「Phrase: eyeglasses」を含む行からデータの最後の行までを一行も省かずに転記し、回答の座標の各数値には -99 を加えてください。画像は回答に含めないでください。

データセットの項目:
********
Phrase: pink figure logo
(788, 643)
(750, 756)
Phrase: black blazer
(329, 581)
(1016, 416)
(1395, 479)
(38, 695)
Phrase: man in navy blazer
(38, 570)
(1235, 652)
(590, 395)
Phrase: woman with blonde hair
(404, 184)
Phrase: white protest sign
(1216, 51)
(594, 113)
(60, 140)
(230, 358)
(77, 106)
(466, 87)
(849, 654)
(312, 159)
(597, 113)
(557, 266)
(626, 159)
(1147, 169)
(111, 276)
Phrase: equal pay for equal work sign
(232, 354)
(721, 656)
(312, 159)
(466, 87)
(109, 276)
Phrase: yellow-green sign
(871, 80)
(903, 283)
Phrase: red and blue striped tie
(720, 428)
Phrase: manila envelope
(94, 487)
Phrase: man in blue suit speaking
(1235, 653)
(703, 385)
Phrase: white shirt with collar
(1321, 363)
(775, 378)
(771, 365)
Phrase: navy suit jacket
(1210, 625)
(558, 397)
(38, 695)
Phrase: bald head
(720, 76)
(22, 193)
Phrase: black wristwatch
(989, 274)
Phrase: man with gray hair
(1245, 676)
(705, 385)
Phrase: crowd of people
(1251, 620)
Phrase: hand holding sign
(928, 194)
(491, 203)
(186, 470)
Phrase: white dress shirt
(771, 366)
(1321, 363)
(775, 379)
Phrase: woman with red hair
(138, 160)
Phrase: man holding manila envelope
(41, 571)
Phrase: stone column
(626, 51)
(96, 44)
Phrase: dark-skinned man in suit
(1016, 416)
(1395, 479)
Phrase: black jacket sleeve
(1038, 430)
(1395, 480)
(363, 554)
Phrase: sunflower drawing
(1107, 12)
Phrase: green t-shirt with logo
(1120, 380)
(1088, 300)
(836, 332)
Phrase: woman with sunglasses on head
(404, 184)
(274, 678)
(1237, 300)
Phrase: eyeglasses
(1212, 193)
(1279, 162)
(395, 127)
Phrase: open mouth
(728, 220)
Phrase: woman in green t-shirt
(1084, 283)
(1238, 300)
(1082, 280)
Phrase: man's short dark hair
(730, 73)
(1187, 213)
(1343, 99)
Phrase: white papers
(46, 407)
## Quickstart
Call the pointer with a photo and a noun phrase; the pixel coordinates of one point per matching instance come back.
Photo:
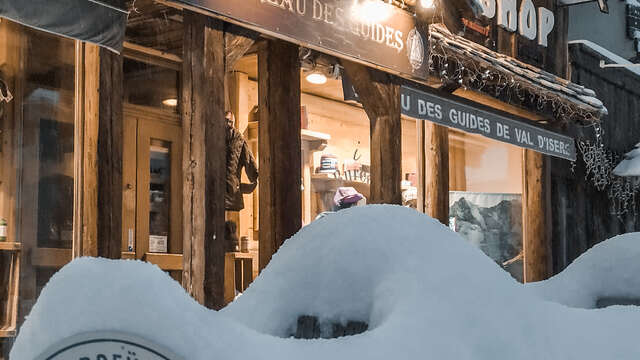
********
完全な解答 »
Phrase: eyeglasses
(1113, 94)
(1180, 63)
(296, 28)
Phrase: open mouth
(629, 121)
Phrase: woman in green t-shirt
(985, 184)
(1139, 201)
(983, 181)
Phrase: man's short dark hair
(631, -26)
(1088, 114)
(1244, 0)
Phrase: white papers
(-53, 308)
## Quickstart
Call the pointer with a photo and a noun phrase; the pixel coordinates of one point per matching instance come back.
Photo:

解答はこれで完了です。